Aim of the task: Please rewrite the records below with every occurrence of "dark brown hide" changed to "dark brown coat", leaving everything else as it is.

--- START ---

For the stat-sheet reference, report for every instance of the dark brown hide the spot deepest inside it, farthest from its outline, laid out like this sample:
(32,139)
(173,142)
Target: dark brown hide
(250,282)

--- END ---

Written answer:
For the stat-sheet reference, report for every instance of the dark brown coat the spot deepest inside it, farthest from its outline, laid out like this sample:
(32,139)
(173,142)
Target: dark brown coat
(250,282)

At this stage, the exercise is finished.